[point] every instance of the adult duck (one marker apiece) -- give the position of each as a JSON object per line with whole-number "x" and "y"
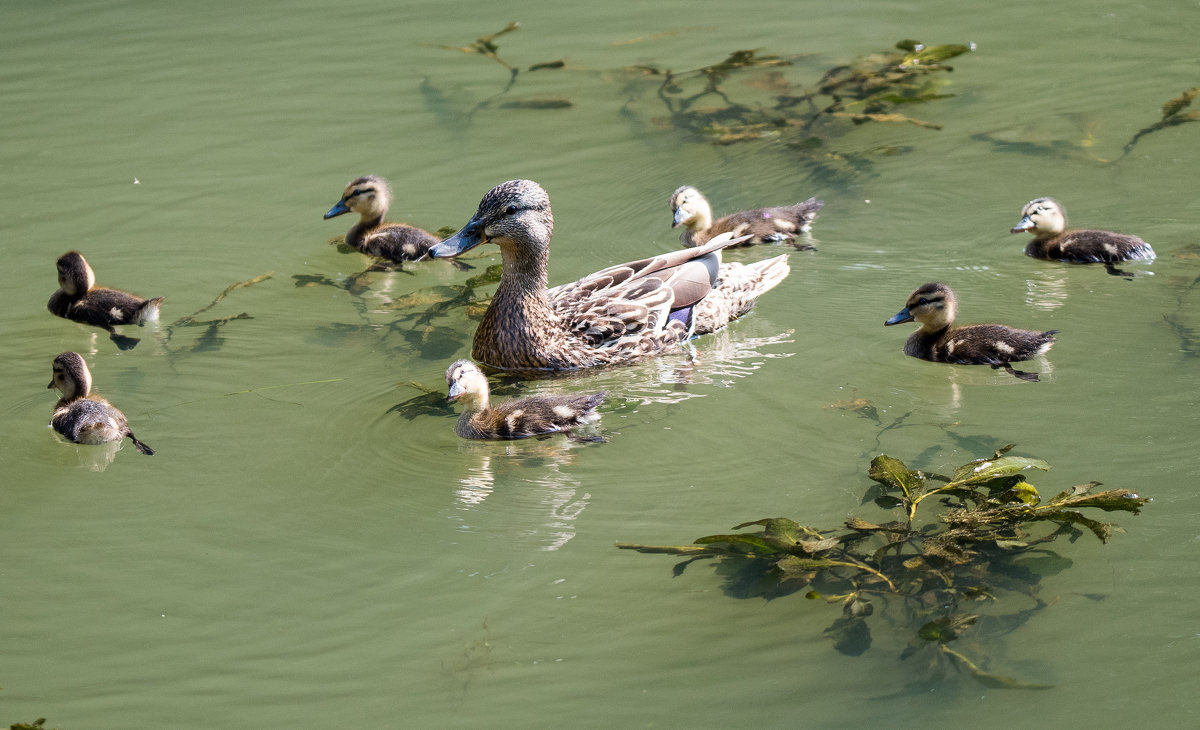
{"x": 81, "y": 414}
{"x": 370, "y": 197}
{"x": 616, "y": 315}
{"x": 79, "y": 299}
{"x": 934, "y": 306}
{"x": 690, "y": 209}
{"x": 1047, "y": 220}
{"x": 533, "y": 416}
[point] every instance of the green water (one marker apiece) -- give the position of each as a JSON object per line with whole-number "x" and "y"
{"x": 303, "y": 554}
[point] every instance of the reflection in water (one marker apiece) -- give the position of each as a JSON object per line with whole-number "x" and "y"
{"x": 539, "y": 470}
{"x": 1045, "y": 291}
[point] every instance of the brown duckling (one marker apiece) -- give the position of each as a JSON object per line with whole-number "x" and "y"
{"x": 81, "y": 414}
{"x": 79, "y": 299}
{"x": 612, "y": 316}
{"x": 934, "y": 306}
{"x": 762, "y": 225}
{"x": 370, "y": 197}
{"x": 525, "y": 417}
{"x": 1047, "y": 220}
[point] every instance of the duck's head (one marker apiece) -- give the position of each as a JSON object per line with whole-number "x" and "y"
{"x": 515, "y": 215}
{"x": 71, "y": 376}
{"x": 367, "y": 196}
{"x": 933, "y": 305}
{"x": 467, "y": 382}
{"x": 1042, "y": 217}
{"x": 690, "y": 208}
{"x": 75, "y": 275}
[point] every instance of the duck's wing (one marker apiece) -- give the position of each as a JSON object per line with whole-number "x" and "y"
{"x": 637, "y": 297}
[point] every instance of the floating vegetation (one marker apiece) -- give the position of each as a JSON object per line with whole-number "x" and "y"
{"x": 769, "y": 105}
{"x": 870, "y": 90}
{"x": 941, "y": 578}
{"x": 1173, "y": 115}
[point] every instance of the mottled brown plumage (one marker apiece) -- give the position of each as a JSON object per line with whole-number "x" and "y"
{"x": 934, "y": 305}
{"x": 370, "y": 197}
{"x": 521, "y": 418}
{"x": 79, "y": 299}
{"x": 82, "y": 416}
{"x": 1047, "y": 220}
{"x": 612, "y": 316}
{"x": 691, "y": 210}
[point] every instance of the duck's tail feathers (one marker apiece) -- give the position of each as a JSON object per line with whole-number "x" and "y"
{"x": 738, "y": 289}
{"x": 141, "y": 446}
{"x": 149, "y": 310}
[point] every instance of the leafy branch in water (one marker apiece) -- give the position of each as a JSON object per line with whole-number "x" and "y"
{"x": 991, "y": 527}
{"x": 1173, "y": 115}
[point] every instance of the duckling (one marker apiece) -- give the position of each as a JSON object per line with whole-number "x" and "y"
{"x": 1047, "y": 220}
{"x": 79, "y": 299}
{"x": 82, "y": 416}
{"x": 762, "y": 225}
{"x": 370, "y": 197}
{"x": 612, "y": 316}
{"x": 521, "y": 418}
{"x": 934, "y": 306}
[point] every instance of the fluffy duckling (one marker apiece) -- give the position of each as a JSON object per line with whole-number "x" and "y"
{"x": 79, "y": 299}
{"x": 934, "y": 306}
{"x": 612, "y": 316}
{"x": 762, "y": 225}
{"x": 370, "y": 197}
{"x": 82, "y": 416}
{"x": 515, "y": 419}
{"x": 1047, "y": 220}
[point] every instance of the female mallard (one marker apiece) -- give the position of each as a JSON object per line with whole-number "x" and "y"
{"x": 612, "y": 316}
{"x": 370, "y": 197}
{"x": 934, "y": 306}
{"x": 521, "y": 418}
{"x": 1045, "y": 219}
{"x": 79, "y": 299}
{"x": 82, "y": 416}
{"x": 762, "y": 225}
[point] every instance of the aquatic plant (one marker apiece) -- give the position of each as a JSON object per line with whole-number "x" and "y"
{"x": 928, "y": 575}
{"x": 1173, "y": 115}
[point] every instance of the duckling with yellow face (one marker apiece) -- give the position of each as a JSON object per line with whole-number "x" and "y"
{"x": 616, "y": 315}
{"x": 81, "y": 414}
{"x": 934, "y": 306}
{"x": 525, "y": 417}
{"x": 691, "y": 210}
{"x": 370, "y": 197}
{"x": 1047, "y": 220}
{"x": 79, "y": 299}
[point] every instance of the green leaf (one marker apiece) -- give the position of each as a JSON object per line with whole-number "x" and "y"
{"x": 985, "y": 470}
{"x": 893, "y": 472}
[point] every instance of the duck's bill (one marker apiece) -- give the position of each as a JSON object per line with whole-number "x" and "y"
{"x": 460, "y": 243}
{"x": 1025, "y": 225}
{"x": 336, "y": 210}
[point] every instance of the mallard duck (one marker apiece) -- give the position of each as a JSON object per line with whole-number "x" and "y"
{"x": 934, "y": 306}
{"x": 1047, "y": 220}
{"x": 82, "y": 416}
{"x": 612, "y": 316}
{"x": 79, "y": 299}
{"x": 370, "y": 197}
{"x": 521, "y": 418}
{"x": 762, "y": 225}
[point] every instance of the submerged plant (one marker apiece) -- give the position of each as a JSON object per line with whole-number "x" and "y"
{"x": 1173, "y": 114}
{"x": 927, "y": 575}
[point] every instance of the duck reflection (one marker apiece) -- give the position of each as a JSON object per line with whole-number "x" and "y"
{"x": 541, "y": 471}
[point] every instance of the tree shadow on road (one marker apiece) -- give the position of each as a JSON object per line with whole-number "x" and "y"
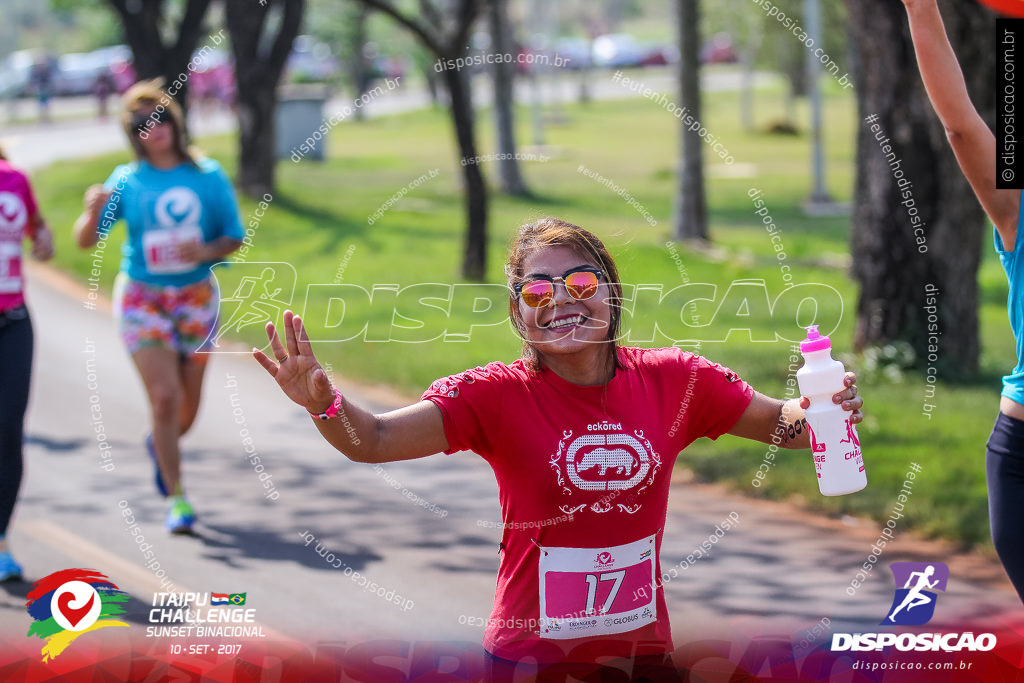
{"x": 237, "y": 546}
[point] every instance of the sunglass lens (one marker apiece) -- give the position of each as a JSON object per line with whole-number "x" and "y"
{"x": 538, "y": 293}
{"x": 582, "y": 285}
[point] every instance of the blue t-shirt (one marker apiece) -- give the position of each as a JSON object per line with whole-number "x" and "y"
{"x": 163, "y": 210}
{"x": 1013, "y": 263}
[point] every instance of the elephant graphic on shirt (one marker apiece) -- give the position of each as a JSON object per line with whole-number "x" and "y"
{"x": 604, "y": 459}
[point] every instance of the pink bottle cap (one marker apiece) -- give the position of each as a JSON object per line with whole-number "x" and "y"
{"x": 814, "y": 341}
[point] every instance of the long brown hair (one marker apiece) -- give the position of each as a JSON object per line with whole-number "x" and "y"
{"x": 552, "y": 231}
{"x": 151, "y": 94}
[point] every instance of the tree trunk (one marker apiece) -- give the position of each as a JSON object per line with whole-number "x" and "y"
{"x": 259, "y": 61}
{"x": 151, "y": 57}
{"x": 690, "y": 218}
{"x": 358, "y": 71}
{"x": 504, "y": 72}
{"x": 475, "y": 254}
{"x": 257, "y": 137}
{"x": 891, "y": 263}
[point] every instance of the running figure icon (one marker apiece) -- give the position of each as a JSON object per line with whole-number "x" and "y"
{"x": 915, "y": 597}
{"x": 255, "y": 304}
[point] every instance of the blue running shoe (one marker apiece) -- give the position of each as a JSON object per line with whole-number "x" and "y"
{"x": 159, "y": 479}
{"x": 180, "y": 516}
{"x": 9, "y": 569}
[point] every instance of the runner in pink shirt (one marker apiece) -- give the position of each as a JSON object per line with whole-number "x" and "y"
{"x": 582, "y": 434}
{"x": 19, "y": 218}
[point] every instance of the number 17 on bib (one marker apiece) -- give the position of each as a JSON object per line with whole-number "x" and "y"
{"x": 597, "y": 591}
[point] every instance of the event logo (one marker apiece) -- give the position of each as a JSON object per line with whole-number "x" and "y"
{"x": 237, "y": 599}
{"x": 259, "y": 296}
{"x": 913, "y": 604}
{"x": 69, "y": 603}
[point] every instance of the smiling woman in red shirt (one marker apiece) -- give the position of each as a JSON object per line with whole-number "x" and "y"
{"x": 582, "y": 434}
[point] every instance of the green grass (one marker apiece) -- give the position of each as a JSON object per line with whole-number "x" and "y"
{"x": 320, "y": 213}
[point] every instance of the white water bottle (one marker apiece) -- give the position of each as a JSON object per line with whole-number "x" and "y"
{"x": 838, "y": 459}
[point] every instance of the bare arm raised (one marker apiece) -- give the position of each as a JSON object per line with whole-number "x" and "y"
{"x": 414, "y": 431}
{"x": 972, "y": 140}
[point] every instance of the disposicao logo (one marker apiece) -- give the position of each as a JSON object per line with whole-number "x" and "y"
{"x": 69, "y": 603}
{"x": 913, "y": 604}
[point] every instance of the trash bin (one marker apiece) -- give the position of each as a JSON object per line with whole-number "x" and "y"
{"x": 300, "y": 115}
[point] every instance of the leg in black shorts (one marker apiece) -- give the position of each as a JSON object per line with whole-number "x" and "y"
{"x": 15, "y": 372}
{"x": 1005, "y": 471}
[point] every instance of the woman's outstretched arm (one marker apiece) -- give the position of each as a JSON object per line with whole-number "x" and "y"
{"x": 774, "y": 421}
{"x": 414, "y": 431}
{"x": 972, "y": 140}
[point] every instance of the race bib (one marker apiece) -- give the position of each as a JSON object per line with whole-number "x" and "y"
{"x": 10, "y": 267}
{"x": 163, "y": 249}
{"x": 597, "y": 591}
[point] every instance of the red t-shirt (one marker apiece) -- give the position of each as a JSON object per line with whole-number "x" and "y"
{"x": 583, "y": 476}
{"x": 17, "y": 219}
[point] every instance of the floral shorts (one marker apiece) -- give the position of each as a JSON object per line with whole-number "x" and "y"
{"x": 181, "y": 318}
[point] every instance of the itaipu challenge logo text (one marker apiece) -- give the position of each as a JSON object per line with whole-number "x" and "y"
{"x": 69, "y": 603}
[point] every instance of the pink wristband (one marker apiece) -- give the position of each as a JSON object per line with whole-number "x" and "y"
{"x": 332, "y": 411}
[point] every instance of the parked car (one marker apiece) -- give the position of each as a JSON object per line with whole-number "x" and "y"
{"x": 617, "y": 50}
{"x": 15, "y": 73}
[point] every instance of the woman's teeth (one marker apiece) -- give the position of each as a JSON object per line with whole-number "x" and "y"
{"x": 565, "y": 322}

### Instructions for the task
Extract the material word for word from the line that contains "[point] every instance of the floral" through the final line of the material, both ends included.

### Solution
[point] every instance of the floral shorts (one marker apiece) -- give the position of each as a JSON object per line with whole-number "x" and "y"
{"x": 181, "y": 318}
[point] every instance of the itaipu challenge logo text (one marker apiece) -- give the position of each as a JSON object per line with whole-number "x" and "y"
{"x": 69, "y": 603}
[point] every instance of the pink wristband (one marker apiece) -- give the position of each as a JSON object per line with whole-number "x" and "y"
{"x": 332, "y": 411}
[point] every instance of the parked car (one marker apiece) -- give the position of each as a JSON object per line with whole-number "x" and "y"
{"x": 617, "y": 50}
{"x": 15, "y": 73}
[point] every instance of the woman's teeth (one marker apiece) -- give the position of each as a JSON object per line with whole-number "x" and "y"
{"x": 565, "y": 322}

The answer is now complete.